* **Text excerpt**:
>>>>>

Fig 4: an example of accepting the benchmark change

Attention: rarely a red rectangle does not show but the linux-chromeos-rel bot status shows ash_pixeltests has failures. In this case, go to the log of ash_pixeltests by clicking stdout raw (see Fig 5). Then search “Untriaged or negative image” in the log. You can find the links to untriaged digests. This issue is tracked here.


Fig 5: ash_pixeltests result

2.4 Where to Find the Committed Benchmarks

All committed benchmarks are listed in this link. Each benchmark’s name follow this rule: {Test Suite Name}.{Test Case Name}.{Screenshot Name}. {Platform Suffix}, where:

{Test Suite Name}: it is the test class’s name. In the sample code, it is “DemoAshPixelDiffTest”.
{Test Case Name}: In the sample code, it is “VerifyTopLevelWidgets”.
{Screenshot Name}: it is the string specified when taking the screenshot. In the sample code, it is “check_widgets”.
{Platform Suffix}: it indicates the platform on which the screenshot is taken. For ash pixel tests, it is always “ash”.

Therefore, the full name of the benchmark image added by the sample code is DemoAshPixelDiffTest.VerifyTopLevelWidgets.check_widgets.ash.

In a parameterized test, “/” used by the TEST_P macro is replaced by “.” since a backlash leads to an illegal file path. Take the following code as an example:

INSTANTIATE_TEST_SUITE_P(RTL, AppListViewPixelRTLTest, testing::Bool());

TEST_P(AppListViewPixelRTLTest, Basics) {
  // … unrelated code
  EXPECT_TRUE(GetPixelDiffer()->CompareUiComponentsOnPrimaryScreen(
    "bubble_launcher_basics", …);
}

The names of the committed screenshots are:

RTL.AppListViewPixelRTLTest.Basics.0.bubble_launcher_basics.ash
RTL.AppListViewPixelRTLTest.Basics.1.bubble_launcher_basics.ash

3. More Use Cases

3.1 Customize Test Setup

You can customize the pixel_test::InitParams structure. For example, you can create a pixel test to verify the right-to-left UI layout in the code below:

class DemoRTLTest : public AshTestBase {
 public:
  // AshTestBase:
  absl::optional<pixel_test::InitParams> CreatePixelTestInitParams()
      const override {
    pixel_test::InitParams init_params;
    init_params.under_rtl = true;
    return init_params;
  }
  // … unrelated code
};

3.2 Screenshot Capture APIs

Use AshPixelDiffTestHelper::CompareUiComponentsOnPrimaryScreen() to take screenshots and get pixel comparison results. Besides the screenshot name string, this function accepts any number of views::view pointers, aura::window pointers and views::widget pointers. In the screenshot taken by this API, only the pixels within the screen bounds of the objects referred to by the given pointers are visible. Note that the screenshot is still in the size of the display. In the benchmark image generated by the previous sample code, only the widgets at corners are visible while the remaining area is covered by pure black color.

Here is another example that compares the pixels within the app list bubble view and the shelf navigation widget:

// Verifies the app list view under the clamshell mode.
TEST_P(AppListViewPixelRTLTest, Basics) {
  // …
  EXPECT_TRUE(GetPixelDiffer()->CompareUiComponentsOnPrimaryScreen(
                   "bubble_launcher_basics",
      GetAppListTestHelper()->GetBubbleView(),
      GetPrimaryShelf()->navigation_widget()));
}

See Its benchmark image in Fig 6.

<<<<<

* **Tasks for this exercise**:
(1) In the pixel testing excerpt, what is the platform suffix for ash pixel tests?
(2) Write out the pixel testing excerpt word for word, starting with "3.2 Screenshot Capture" and going on through "pure black color.".
The data that follows is separate material from the pixel testing excerpt.

* **Data segment**:
>>>>>

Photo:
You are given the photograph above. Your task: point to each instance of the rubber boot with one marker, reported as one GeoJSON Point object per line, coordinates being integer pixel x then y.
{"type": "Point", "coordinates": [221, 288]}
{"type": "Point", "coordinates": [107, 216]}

<<<<<

* **Final results**:
(1) It is always "ash".

(2)
3.2 Screenshot Capture APIs

Use AshPixelDiffTestHelper::CompareUiComponentsOnPrimaryScreen() to take screenshots and get pixel comparison results. Besides the screenshot name string, this function accepts any number of views::view pointers, aura::window pointers and views::widget pointers. In the screenshot taken by this API, only the pixels within the screen bounds of the objects referred to by the given pointers are visible. Note that the screenshot is still in the size of the display. In the benchmark image generated by the previous sample code, only the widgets at corners are visible while the remaining area is covered by pure black color.